>>>>>

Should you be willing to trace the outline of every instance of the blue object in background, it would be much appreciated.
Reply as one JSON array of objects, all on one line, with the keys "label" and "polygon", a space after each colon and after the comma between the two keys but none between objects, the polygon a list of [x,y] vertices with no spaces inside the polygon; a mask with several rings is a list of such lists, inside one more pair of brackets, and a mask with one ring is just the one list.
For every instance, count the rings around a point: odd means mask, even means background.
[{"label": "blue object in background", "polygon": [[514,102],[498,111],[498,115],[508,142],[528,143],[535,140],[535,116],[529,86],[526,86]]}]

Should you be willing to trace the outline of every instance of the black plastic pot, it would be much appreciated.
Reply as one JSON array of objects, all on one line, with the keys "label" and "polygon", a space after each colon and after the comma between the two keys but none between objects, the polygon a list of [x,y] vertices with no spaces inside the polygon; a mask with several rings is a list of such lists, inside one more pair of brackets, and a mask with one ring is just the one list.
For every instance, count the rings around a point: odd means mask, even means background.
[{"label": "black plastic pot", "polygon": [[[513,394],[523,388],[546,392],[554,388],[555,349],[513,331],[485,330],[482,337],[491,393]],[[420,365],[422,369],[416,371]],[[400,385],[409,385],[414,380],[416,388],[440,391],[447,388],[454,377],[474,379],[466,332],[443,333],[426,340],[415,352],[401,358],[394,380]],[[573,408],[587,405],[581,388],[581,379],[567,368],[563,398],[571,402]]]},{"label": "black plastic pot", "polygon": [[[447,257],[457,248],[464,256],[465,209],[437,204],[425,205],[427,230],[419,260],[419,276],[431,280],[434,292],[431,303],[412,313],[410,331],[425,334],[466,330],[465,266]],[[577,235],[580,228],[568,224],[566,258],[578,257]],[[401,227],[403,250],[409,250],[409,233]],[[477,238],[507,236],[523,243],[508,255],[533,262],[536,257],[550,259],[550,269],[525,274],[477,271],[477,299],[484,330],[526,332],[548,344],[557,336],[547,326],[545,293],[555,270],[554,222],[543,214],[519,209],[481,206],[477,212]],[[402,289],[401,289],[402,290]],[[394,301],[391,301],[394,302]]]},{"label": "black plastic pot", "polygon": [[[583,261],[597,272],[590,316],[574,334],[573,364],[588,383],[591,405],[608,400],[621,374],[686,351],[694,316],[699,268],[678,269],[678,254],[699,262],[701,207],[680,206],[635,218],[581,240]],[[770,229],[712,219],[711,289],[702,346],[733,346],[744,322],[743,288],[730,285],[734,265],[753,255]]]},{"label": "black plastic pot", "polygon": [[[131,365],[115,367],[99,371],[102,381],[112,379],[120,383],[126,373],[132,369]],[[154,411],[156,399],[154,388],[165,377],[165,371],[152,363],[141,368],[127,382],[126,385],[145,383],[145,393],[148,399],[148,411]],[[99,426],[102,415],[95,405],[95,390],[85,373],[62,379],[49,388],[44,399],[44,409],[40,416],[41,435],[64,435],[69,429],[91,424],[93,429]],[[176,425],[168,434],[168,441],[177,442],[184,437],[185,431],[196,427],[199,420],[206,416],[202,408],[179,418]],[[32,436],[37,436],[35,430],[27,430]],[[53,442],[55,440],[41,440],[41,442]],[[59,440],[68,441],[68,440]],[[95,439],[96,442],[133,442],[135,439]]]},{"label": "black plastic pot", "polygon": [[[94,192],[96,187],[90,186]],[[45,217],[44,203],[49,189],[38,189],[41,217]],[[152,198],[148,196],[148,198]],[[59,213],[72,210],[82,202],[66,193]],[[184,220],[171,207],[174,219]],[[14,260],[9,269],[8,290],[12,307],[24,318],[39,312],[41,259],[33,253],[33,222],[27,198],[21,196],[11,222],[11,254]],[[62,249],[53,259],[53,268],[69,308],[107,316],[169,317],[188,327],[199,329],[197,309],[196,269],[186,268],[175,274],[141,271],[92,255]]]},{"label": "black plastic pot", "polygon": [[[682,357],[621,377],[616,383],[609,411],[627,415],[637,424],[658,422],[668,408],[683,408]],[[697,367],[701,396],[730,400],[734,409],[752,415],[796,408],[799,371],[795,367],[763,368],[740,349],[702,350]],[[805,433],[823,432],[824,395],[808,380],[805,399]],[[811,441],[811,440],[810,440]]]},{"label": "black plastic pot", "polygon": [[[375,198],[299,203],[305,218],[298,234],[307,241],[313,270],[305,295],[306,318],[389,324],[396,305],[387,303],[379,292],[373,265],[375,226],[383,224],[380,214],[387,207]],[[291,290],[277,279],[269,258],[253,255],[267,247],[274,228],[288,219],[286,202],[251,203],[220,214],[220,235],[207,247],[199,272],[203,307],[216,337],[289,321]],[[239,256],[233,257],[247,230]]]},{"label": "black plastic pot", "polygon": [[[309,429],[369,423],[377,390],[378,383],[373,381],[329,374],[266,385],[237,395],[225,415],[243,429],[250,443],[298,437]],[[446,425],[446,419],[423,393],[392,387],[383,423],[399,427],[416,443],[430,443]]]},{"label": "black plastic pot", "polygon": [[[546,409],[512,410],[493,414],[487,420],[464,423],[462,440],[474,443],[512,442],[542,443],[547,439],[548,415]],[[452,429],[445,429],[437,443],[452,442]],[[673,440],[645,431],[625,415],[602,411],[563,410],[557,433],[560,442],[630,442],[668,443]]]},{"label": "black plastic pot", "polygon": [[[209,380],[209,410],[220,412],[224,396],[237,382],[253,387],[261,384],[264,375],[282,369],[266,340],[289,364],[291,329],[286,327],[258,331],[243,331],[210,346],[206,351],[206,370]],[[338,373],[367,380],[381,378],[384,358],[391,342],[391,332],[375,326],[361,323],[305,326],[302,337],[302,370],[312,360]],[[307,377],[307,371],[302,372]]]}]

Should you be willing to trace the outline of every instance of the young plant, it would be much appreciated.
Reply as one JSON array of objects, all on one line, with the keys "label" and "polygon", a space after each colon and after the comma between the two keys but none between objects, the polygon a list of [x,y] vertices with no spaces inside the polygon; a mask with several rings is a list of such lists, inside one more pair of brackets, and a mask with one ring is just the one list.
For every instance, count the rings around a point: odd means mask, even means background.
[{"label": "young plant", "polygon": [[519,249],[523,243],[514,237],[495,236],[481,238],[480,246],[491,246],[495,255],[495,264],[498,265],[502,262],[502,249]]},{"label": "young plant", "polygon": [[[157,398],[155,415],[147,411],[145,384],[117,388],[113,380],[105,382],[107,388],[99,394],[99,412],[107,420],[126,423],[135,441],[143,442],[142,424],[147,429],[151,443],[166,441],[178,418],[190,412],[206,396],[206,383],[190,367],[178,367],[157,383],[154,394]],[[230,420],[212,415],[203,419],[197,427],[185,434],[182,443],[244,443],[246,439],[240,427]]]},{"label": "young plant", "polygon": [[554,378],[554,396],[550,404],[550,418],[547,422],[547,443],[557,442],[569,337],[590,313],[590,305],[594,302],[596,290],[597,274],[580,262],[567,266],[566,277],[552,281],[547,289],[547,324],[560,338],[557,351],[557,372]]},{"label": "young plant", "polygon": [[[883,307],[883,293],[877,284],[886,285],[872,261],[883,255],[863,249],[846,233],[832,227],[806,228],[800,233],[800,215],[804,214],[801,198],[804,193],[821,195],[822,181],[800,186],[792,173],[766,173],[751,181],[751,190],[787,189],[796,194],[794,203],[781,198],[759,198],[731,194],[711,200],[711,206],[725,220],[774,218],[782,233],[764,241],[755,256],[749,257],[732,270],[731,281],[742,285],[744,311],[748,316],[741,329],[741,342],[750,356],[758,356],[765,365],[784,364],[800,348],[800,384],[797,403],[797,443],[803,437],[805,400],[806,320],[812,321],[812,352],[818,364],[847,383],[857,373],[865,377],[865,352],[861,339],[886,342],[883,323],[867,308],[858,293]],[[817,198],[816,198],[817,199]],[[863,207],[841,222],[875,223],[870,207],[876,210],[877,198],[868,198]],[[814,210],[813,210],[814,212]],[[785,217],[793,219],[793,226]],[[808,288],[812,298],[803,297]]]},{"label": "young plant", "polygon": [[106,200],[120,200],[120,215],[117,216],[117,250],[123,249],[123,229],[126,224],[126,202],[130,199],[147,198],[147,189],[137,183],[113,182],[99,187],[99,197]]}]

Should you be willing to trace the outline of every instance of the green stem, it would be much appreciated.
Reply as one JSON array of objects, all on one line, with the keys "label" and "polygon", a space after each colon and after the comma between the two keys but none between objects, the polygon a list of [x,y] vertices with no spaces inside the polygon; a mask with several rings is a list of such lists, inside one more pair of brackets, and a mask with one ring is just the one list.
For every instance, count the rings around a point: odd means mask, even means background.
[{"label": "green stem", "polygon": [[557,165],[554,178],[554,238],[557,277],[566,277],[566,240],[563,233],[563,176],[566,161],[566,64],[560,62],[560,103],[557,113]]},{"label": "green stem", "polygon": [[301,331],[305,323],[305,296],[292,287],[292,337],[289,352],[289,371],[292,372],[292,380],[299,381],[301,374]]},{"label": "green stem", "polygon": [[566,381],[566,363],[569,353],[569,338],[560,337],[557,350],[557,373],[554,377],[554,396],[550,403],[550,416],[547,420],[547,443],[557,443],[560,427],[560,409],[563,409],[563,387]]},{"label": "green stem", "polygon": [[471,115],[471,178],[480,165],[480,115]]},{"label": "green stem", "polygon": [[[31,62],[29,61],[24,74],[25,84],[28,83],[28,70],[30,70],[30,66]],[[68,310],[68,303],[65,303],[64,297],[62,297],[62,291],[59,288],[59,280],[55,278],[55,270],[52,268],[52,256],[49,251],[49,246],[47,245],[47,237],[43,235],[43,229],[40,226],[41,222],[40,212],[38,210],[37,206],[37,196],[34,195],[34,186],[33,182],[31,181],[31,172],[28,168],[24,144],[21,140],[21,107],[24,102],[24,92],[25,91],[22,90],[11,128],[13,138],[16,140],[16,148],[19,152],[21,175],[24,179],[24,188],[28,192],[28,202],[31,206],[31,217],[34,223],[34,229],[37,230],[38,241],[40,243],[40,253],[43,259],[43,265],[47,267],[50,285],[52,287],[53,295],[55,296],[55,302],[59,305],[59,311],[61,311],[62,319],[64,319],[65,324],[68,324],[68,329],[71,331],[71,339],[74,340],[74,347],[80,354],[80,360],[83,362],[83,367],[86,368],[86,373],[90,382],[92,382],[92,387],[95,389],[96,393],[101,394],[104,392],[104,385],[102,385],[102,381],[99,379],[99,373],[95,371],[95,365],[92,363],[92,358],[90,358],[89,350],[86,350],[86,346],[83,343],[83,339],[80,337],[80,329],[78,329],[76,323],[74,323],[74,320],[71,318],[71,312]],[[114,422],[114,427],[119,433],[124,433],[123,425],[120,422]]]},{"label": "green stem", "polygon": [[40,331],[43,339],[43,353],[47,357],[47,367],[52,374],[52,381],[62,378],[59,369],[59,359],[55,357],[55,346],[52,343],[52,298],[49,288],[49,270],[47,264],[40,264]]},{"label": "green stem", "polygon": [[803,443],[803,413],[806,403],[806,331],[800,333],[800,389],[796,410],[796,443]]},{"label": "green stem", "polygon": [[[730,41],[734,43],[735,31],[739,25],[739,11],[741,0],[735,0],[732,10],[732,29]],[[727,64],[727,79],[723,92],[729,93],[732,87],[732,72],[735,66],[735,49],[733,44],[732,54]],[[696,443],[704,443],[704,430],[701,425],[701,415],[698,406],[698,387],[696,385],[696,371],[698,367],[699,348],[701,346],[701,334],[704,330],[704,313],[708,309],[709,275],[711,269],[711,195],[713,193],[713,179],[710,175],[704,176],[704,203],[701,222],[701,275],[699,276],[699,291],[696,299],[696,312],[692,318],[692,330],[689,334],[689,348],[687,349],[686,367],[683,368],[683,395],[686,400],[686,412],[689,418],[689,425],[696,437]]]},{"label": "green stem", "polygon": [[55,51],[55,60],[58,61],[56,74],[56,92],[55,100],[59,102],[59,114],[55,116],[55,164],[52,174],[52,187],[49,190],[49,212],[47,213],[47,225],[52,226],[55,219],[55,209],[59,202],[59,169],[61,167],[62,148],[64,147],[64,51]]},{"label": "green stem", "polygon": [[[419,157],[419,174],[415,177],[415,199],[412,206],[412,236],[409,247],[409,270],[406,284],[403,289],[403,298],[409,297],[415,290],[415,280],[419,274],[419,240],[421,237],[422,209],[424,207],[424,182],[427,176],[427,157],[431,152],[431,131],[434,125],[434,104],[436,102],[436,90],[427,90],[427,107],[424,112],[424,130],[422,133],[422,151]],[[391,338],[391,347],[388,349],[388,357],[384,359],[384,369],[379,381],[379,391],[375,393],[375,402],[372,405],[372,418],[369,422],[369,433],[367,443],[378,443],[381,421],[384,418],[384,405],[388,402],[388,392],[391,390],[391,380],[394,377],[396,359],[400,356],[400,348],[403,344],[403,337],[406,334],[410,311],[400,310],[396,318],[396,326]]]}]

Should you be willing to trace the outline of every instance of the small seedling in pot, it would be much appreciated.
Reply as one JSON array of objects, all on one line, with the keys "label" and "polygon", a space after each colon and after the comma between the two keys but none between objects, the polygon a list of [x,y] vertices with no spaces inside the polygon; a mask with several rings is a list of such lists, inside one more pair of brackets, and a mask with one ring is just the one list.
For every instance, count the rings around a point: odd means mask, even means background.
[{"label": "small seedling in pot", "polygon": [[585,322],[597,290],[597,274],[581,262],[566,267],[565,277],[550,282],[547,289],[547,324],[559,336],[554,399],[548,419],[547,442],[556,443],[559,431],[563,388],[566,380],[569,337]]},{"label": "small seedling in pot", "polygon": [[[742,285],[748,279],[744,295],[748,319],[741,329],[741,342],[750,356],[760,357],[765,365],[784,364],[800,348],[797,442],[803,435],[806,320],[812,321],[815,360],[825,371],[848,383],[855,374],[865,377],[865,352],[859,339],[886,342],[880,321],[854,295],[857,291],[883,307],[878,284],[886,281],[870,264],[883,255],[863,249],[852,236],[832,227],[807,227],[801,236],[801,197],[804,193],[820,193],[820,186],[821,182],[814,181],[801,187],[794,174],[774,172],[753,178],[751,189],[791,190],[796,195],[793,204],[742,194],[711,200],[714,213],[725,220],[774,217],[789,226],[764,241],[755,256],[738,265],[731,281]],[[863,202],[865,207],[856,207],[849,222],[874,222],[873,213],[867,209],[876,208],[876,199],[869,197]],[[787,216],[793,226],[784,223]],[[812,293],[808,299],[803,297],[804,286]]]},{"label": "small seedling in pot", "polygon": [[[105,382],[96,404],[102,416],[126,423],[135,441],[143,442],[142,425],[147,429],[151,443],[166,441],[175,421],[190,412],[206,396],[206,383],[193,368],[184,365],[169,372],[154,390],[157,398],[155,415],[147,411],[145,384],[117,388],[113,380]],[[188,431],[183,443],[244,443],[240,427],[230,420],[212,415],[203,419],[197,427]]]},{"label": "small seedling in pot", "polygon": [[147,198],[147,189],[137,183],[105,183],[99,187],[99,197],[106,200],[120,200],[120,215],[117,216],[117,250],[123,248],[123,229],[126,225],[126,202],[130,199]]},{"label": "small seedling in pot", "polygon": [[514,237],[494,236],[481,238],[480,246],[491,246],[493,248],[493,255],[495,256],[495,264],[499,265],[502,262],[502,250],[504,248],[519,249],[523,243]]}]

<<<<<

— CHALLENGE —
Can you gather every line of the material above that contains the string "blue"? Uppercase and lowercase count as different.

— COMPLETE RESPONSE —
Should you be willing to trace the outline of every instance of the blue object in background, it would be much appreciated.
[{"label": "blue object in background", "polygon": [[514,102],[498,111],[498,115],[508,142],[528,143],[535,140],[535,116],[529,86],[526,86]]}]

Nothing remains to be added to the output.